(Point-per-instance localization data)
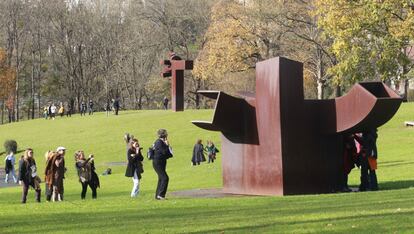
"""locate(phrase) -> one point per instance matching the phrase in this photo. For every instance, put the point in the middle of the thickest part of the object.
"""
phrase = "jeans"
(159, 167)
(135, 188)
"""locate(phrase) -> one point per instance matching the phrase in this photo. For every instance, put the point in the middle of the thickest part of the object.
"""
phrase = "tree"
(370, 38)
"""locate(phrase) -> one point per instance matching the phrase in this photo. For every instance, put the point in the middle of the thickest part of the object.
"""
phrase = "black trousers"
(26, 190)
(85, 188)
(159, 167)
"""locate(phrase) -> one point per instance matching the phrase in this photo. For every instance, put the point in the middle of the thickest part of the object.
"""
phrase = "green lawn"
(389, 210)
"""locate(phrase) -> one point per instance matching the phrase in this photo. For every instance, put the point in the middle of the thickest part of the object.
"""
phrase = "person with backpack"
(211, 151)
(162, 152)
(10, 160)
(28, 175)
(134, 168)
(86, 173)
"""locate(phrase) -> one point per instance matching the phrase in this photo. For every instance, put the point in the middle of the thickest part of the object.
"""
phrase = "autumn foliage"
(7, 81)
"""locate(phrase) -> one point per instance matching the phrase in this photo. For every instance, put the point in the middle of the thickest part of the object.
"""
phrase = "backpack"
(151, 153)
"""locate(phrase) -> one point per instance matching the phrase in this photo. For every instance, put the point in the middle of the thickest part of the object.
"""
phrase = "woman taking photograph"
(86, 173)
(162, 152)
(134, 167)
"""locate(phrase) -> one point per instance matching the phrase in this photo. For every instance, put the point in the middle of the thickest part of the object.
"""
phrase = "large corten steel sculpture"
(277, 143)
(175, 67)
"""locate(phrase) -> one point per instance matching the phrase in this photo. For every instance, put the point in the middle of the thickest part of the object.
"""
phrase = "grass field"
(390, 210)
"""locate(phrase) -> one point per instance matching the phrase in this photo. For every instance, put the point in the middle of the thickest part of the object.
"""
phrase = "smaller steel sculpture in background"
(175, 67)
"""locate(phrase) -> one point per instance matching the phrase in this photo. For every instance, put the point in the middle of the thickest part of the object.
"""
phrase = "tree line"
(74, 50)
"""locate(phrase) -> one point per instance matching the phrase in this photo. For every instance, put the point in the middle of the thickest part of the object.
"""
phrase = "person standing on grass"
(90, 107)
(162, 152)
(83, 108)
(58, 170)
(86, 173)
(50, 157)
(61, 110)
(9, 163)
(134, 168)
(198, 153)
(28, 175)
(53, 109)
(211, 151)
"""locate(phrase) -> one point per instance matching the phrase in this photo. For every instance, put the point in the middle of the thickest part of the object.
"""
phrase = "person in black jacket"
(198, 153)
(28, 175)
(162, 152)
(134, 167)
(86, 173)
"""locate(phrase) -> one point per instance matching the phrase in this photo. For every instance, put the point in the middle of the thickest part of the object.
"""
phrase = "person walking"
(83, 108)
(116, 106)
(198, 153)
(58, 170)
(90, 107)
(28, 175)
(53, 109)
(211, 151)
(86, 173)
(61, 110)
(134, 168)
(165, 103)
(9, 163)
(162, 152)
(50, 156)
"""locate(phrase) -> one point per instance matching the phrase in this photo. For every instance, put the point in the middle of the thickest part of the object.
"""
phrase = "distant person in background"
(46, 112)
(61, 110)
(165, 103)
(211, 151)
(50, 157)
(350, 157)
(86, 173)
(70, 106)
(134, 168)
(198, 153)
(90, 105)
(162, 152)
(9, 163)
(28, 175)
(108, 107)
(58, 169)
(83, 108)
(116, 106)
(53, 110)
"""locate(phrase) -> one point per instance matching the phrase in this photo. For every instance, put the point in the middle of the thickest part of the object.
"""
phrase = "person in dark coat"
(86, 173)
(28, 175)
(349, 156)
(116, 106)
(134, 168)
(198, 153)
(368, 158)
(162, 152)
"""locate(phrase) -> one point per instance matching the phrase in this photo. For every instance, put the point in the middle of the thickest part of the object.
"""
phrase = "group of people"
(162, 151)
(85, 108)
(361, 150)
(54, 174)
(199, 150)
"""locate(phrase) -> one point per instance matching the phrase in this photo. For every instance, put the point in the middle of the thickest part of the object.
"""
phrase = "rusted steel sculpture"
(175, 67)
(277, 143)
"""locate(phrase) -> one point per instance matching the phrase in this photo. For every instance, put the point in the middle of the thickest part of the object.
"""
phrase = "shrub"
(10, 146)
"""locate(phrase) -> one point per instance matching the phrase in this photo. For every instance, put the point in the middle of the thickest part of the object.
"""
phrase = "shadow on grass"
(395, 185)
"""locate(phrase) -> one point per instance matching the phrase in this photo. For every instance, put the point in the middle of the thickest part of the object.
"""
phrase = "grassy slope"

[TASK]:
Copy out all the entries precisely. No images.

[REPLY TO THE EXERCISE]:
"""locate(phrase) -> one point per instance matching the phrase in this photo. For every instance, put the point in the middle of the thickest part of the object.
"""
phrase = "jeans"
(159, 167)
(135, 188)
"""locate(phrase) -> one point per instance matching the phrase in this photo. For every instance, put the point in the middle of the thickest part of the object.
"""
phrase = "tree"
(370, 38)
"""locate(phrase) -> one point per instance matching the phrase in this photo. For every instance, put the point in the middle of the thickest part of the object.
"""
phrase = "black trousers"
(26, 190)
(85, 188)
(159, 167)
"""locate(phrase) -> one point per instance matching the phrase in this photo. For every instance, put the point in the middle of the thickest part of the object.
"""
phrase = "green lawn"
(389, 210)
"""locate(phrase) -> one point per instance matching the phrase in this photo. For every instance, put the point in the middle of the thickest part of the object.
"""
phrase = "person with backpack"
(211, 151)
(162, 152)
(10, 160)
(28, 175)
(134, 168)
(86, 173)
"""locate(phrase) -> one point per instance matching the phrase in this photo. For every instance, put the point in the middle of the thickest part of the object.
"""
phrase = "autumn foliage"
(7, 81)
"""locate(phrase) -> one point per instance matching the phrase in this photo. For every instance, put the point in the middle of the thickest part of the object.
"""
phrase = "backpack"
(151, 153)
"""locate(phrase) -> one point per instance matching the phrase in this photo. For every instance, put the point in the middle of the thickest part of the object.
"""
phrase = "woman taking photograph"
(86, 173)
(162, 152)
(134, 167)
"""locate(phrase) -> one point per instance matching the phrase in this photo. For every instance, put the point in the middle of the thickest part of the object.
"""
phrase = "large corten steel sculpture"
(277, 143)
(175, 67)
"""locate(phrase) -> one point per instance matching the phrase in this photo. For every instance, put the point in the middle of the thickest part of the object.
"""
phrase = "grass field"
(390, 210)
"""locate(phrase) -> one point per instance matching the phrase in this photo. For every instance, put the point in the middle of the thickest part of the object.
"""
phrase = "smaller steel sculpture in background"
(175, 67)
"""locate(phrase) -> one point per instance matching the phrase in this photo. For every instance, put the point in the middle of the thickest part of the object.
"""
phrase = "tree line"
(74, 50)
"""locate(phrase) -> one point per instance matching the phrase in this photo. For every instance, put the point in the middle of the thickest part of the object.
"""
phrase = "person standing on grass"
(90, 107)
(162, 152)
(83, 108)
(58, 170)
(86, 173)
(50, 157)
(61, 110)
(9, 163)
(134, 168)
(198, 153)
(28, 175)
(53, 109)
(211, 151)
"""locate(phrase) -> one point per instance matching the phrase in this photo. For every instance, put the point in the middle of the thickest part of the object.
"""
phrase = "person in black jacket"
(198, 153)
(28, 175)
(162, 152)
(134, 167)
(86, 173)
"""locate(phrase) -> one point per instance matching the phrase in this photo. For every instance, put the point in the middle of the thickest part of the object.
"""
phrase = "person walking"
(83, 108)
(116, 106)
(198, 153)
(58, 170)
(90, 107)
(28, 175)
(53, 109)
(211, 151)
(86, 173)
(61, 110)
(134, 168)
(165, 103)
(9, 163)
(162, 152)
(50, 156)
"""locate(phrase) -> one point per instance matching the phrase in this photo. For every instance, put the point in the middle of the thickest part of the object.
"""
phrase = "distant person in background"
(46, 112)
(61, 110)
(165, 103)
(211, 151)
(50, 157)
(350, 157)
(86, 173)
(70, 106)
(134, 168)
(198, 153)
(90, 105)
(162, 152)
(9, 163)
(28, 175)
(108, 107)
(58, 169)
(83, 108)
(116, 106)
(53, 110)
"""locate(phrase) -> one point per instance matching the phrase in this photo. For every instance, put the point in the middle of the thickest part of the object.
"""
phrase = "person in dark coat"
(86, 173)
(28, 175)
(349, 156)
(116, 106)
(134, 168)
(198, 153)
(368, 158)
(162, 152)
"""locate(phrase) -> one point per instance matching the phrase in this photo. For every instance, put the point in the middle of the thickest part of the object.
"""
phrase = "group of people"
(162, 151)
(85, 108)
(361, 150)
(54, 174)
(199, 150)
"""locate(phrase) -> one point per instance matching the phrase in this photo. For every instance, put the point in the middle of the thickest part of the object.
"""
phrase = "rusted steel sculpture"
(175, 67)
(277, 143)
"""locate(phrase) -> one point per instance matching the phrase in this photo. For every instance, put the point in the middle of the thickest part of the object.
"""
phrase = "shrub"
(10, 146)
"""locate(phrase) -> one point per instance matching the phrase in this photo. For every instance, put the point in the middle of the thickest part of the object.
"""
phrase = "shadow on grass"
(395, 185)
"""locate(phrase) -> one point per instance matching the phrase in this photo. For every instance, put the point in the middle of the thickest part of the object.
"""
phrase = "grassy slope"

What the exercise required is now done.